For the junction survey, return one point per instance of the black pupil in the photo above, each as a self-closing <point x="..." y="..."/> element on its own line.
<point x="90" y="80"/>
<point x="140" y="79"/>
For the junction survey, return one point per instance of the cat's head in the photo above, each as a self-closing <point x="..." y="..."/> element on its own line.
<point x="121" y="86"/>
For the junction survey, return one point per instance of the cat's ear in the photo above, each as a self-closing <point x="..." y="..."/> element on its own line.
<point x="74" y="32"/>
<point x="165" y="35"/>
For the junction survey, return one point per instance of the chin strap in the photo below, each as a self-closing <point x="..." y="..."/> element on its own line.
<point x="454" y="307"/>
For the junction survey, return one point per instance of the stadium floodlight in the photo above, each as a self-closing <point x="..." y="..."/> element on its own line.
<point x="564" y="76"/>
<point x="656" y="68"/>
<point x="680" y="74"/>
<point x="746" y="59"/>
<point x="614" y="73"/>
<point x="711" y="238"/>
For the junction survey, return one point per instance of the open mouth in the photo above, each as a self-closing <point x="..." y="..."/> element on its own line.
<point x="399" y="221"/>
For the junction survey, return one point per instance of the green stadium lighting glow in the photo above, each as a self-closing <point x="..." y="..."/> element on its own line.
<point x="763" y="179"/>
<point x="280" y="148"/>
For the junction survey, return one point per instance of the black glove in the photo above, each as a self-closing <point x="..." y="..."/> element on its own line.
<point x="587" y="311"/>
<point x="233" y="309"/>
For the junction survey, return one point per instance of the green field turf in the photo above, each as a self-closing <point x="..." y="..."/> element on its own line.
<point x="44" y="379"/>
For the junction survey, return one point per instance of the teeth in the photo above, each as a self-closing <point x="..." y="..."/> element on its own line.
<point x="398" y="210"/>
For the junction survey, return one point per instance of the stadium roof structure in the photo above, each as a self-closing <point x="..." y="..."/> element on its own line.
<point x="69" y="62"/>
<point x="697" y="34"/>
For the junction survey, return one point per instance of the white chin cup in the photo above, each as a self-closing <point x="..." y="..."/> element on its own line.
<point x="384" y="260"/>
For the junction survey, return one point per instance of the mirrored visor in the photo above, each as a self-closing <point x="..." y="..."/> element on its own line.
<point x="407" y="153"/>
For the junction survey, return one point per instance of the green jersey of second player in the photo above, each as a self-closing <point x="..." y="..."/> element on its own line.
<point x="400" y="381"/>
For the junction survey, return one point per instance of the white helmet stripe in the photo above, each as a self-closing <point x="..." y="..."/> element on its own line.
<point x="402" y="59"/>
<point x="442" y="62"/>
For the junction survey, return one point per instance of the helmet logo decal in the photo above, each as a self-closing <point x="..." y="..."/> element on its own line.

Exercise aim: For this exercise, repeat the data above exactly.

Expected output:
For the junction survey, return one point per instance of the black pupil in the photo above, each as a self-closing <point x="..." y="..."/> element on its own line.
<point x="90" y="80"/>
<point x="140" y="79"/>
For the junction survey, return one point per instance of the cat's head in the photo above, each as a self-closing <point x="..." y="..."/> element on its own line.
<point x="121" y="86"/>
For the junction survey, return one point per instance of the cat's ear in the photo above, each as a self-closing <point x="..." y="..."/> element on its own line.
<point x="74" y="32"/>
<point x="165" y="35"/>
For the junction survey, return one point per instance of the chin strap in the photo below, each as a self-closing <point x="..." y="..."/> element on its own line.
<point x="454" y="307"/>
For the junction survey, return one point per instance of the stadium floodlight in the photo above, each as a self-closing <point x="..." y="..."/> element on its own line.
<point x="564" y="76"/>
<point x="656" y="68"/>
<point x="680" y="74"/>
<point x="746" y="59"/>
<point x="614" y="73"/>
<point x="711" y="238"/>
For the junction survey, return one point per instance of the open mouth in the photo above, each as a self-closing <point x="..." y="..."/> element on its own line.
<point x="399" y="221"/>
For the junction survey, return one point per instance of the green stadium lighting glow in the photo above, each as a self-closing <point x="..." y="..."/> element on its own line.
<point x="763" y="179"/>
<point x="280" y="148"/>
For the junction survey, return one point per instance of the black glove in the photo above, each as a self-closing <point x="..." y="..."/> element on its own line.
<point x="587" y="311"/>
<point x="233" y="309"/>
For the junction survey, return one point per instance of the green field turf in the photo above, each as a self-closing <point x="..." y="..."/> element on its own line.
<point x="44" y="379"/>
For the junction survey, return one point per instance of the teeth in the photo above, each as a self-closing <point x="..." y="..."/> element on its own line.
<point x="398" y="210"/>
For the junction survey, return one point per instance of the stadium roof structure in the photo above, each as a self-closing <point x="..." y="..."/> element on its own line.
<point x="69" y="62"/>
<point x="697" y="34"/>
For the junction survey, return one point per instance of the white chin cup in the photo above, each as a self-closing <point x="..." y="..."/> element on its own line.
<point x="384" y="260"/>
For the junction survey, return one point per instance of the mirrored visor in the photo above, each as a self-closing <point x="..." y="..."/> element on its own line.
<point x="407" y="153"/>
For the junction survey, return one point per instance of the green jersey of second player in the photo above, each as a self-closing <point x="..." y="..."/> element on its own line.
<point x="400" y="381"/>
For the junction survey, return one point per instance of the white helmet stripe in the photo above, each as a self-closing <point x="..." y="..."/> element on its own line.
<point x="402" y="59"/>
<point x="442" y="62"/>
For the junction survey, return one point per instance of the helmet logo decal in the photo above, each as a self-closing <point x="..." y="..."/> element on its own line.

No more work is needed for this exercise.